## Written exercise
Output every record word for word.

## The data

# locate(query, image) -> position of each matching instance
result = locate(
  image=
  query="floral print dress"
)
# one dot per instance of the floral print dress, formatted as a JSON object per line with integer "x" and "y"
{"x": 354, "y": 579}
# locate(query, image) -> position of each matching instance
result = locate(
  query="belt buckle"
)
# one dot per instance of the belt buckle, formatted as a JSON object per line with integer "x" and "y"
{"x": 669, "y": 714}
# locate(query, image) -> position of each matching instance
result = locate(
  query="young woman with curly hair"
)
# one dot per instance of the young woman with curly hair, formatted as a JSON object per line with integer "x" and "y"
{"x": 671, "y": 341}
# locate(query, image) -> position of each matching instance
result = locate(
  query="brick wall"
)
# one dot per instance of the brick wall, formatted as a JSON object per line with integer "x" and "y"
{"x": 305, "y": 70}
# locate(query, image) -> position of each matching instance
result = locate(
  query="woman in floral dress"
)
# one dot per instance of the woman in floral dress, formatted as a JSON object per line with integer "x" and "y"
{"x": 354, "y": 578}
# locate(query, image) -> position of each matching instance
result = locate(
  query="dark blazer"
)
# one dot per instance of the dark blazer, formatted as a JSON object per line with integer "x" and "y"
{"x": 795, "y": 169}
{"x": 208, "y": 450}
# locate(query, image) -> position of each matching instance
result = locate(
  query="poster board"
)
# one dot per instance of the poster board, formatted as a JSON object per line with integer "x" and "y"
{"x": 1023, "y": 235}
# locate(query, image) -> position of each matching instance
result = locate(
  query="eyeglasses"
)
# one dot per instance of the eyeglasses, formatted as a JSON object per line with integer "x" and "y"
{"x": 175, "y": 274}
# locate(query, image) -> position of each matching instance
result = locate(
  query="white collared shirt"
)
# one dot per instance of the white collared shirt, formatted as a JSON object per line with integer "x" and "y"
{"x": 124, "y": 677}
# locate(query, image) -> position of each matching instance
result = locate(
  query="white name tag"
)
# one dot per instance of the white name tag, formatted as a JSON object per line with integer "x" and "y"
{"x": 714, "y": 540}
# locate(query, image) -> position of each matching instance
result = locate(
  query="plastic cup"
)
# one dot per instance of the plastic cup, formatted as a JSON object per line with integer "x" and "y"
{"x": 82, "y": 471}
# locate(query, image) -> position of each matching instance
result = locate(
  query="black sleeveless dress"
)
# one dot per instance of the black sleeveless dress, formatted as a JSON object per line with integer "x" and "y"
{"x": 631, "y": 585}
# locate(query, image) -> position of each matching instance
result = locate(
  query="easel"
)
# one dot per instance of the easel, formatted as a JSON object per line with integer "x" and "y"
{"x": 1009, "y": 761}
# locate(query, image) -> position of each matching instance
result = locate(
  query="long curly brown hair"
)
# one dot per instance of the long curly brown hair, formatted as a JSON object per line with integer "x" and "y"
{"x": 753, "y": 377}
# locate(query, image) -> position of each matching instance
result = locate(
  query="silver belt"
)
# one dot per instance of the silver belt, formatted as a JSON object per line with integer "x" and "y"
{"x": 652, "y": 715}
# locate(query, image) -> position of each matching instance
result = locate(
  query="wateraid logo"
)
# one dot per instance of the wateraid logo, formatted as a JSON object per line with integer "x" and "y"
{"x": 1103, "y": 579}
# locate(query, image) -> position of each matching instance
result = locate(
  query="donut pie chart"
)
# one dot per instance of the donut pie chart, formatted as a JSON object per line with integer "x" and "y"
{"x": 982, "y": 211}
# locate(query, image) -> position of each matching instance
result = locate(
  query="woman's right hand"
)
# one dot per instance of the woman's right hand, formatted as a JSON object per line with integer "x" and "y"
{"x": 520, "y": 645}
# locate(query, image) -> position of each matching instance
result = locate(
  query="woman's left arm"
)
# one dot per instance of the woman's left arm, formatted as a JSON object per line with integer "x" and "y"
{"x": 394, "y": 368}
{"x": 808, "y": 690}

## Full answer
# locate(query, image) -> position of each matching instance
result = locate(
  image=
  query="floral print dress"
)
# one dot per instance of the floral print dress, formatted as a JSON object per line with integer "x" and "y"
{"x": 354, "y": 579}
# locate(query, image) -> position of each matching instance
result = locate(
  query="belt buckle"
)
# one dot per instance of the belt buckle, formatted as a JSON object per line with integer "x" and "y"
{"x": 669, "y": 714}
# locate(query, image) -> position of each matching instance
result = locate(
  query="young woman with curly hair"
)
# one dot per instance of the young woman with curly hair, formatted as a JSON object per line with integer "x" and "y"
{"x": 671, "y": 341}
# locate(query, image) -> position of each matching instance
result = locate(
  query="brick wall"
)
# one dot per instance of the brick wall, formatted as a JSON object per line with integer "x" and "y"
{"x": 305, "y": 70}
# locate(query, image) -> position of each matching instance
result = locate(
  query="woman in floral dress"
)
# one dot per instance of the woman in floral dress, formatted as a JSON object per line with integer "x" and "y"
{"x": 354, "y": 578}
# locate(query, image) -> position of each matching instance
result = locate(
  query="dark blazer"
)
# one dot per instance of the dark blazer, formatted as a JSON object per line with integer "x" and "y"
{"x": 795, "y": 169}
{"x": 208, "y": 450}
# locate(query, image) -> position of each matching instance
result = locate(
  query="poster board"
)
# one dot per instance of the poster board, formatted as a JSON object per line with integer "x" and "y"
{"x": 1023, "y": 235}
# locate(query, image) -> position of each matching instance
result = locate(
  query="eyeglasses"
)
# one dot per instance of the eyeglasses, formatted as a JSON object per line with integer "x" and "y"
{"x": 175, "y": 274}
# locate(query, image) -> position of each matching instance
result = locate(
  query="white collared shirt"
)
# one dot per instance of the white collared shirt, formatted as a JSON object per line with integer "x" and "y"
{"x": 124, "y": 677}
# locate(query, image) -> position of each matching instance
result = locate(
  query="white name tag"
)
# one dot per instance of the white name tag, formatted as a JSON object per line with integer "x" and "y"
{"x": 714, "y": 540}
# locate(query, image) -> position of each matching instance
result = locate(
  query="plastic cup"
)
# one dot per instance of the plastic cup, formatted as a JSON object per line with integer "x" and "y"
{"x": 82, "y": 471}
# locate(query, image) -> position of each matching instance
result = locate(
  query="black sleeveless dress"
)
# one dot per instance of the black sleeveless dress, formatted as a JSON object per line with integer "x" and "y"
{"x": 631, "y": 585}
# locate(query, image) -> position of each matching instance
result = locate(
  query="easel"
)
# one dot per instance of the easel, formatted as a JSON object per line with integer "x" and "y"
{"x": 1009, "y": 761}
# locate(query, image) -> position of each matching instance
result = locate(
  query="long curly brown hair"
)
# one dot per instance of the long curly brown hair, formatted as a JSON object per line with integer "x" and "y"
{"x": 753, "y": 377}
# locate(query, image) -> position of each matching instance
result = locate(
  query="silver belt"
)
# one dot per instance of the silver belt, formatted as a JSON object per line with integer "x" and "y"
{"x": 652, "y": 715}
# locate(query, image) -> position of each matching instance
result = locate(
  query="wateraid logo"
)
# one dot per instance of the wateraid logo, formatted as a JSON object per line with integer "x" and "y"
{"x": 1103, "y": 579}
# locate(query, image) -> position of each matching instance
result = locate(
  query="donut pie chart"
)
# one dot per instance of the donut pie chart, formatted as a JSON object per line with integer "x" and "y"
{"x": 982, "y": 211}
# locate(query, image) -> position of each matching instance
result = locate(
  query="woman's right hand"
)
# one dot per instance of the woman's right hand, formatted as a JSON object per line with integer "x" and "y"
{"x": 520, "y": 645}
# locate(query, image) -> position of each matching instance
result = locate(
  query="woman's left arm"
)
# one dot per instance of the woman's left arm, formatted as a JSON object per line with integer "x" and "y"
{"x": 394, "y": 368}
{"x": 808, "y": 690}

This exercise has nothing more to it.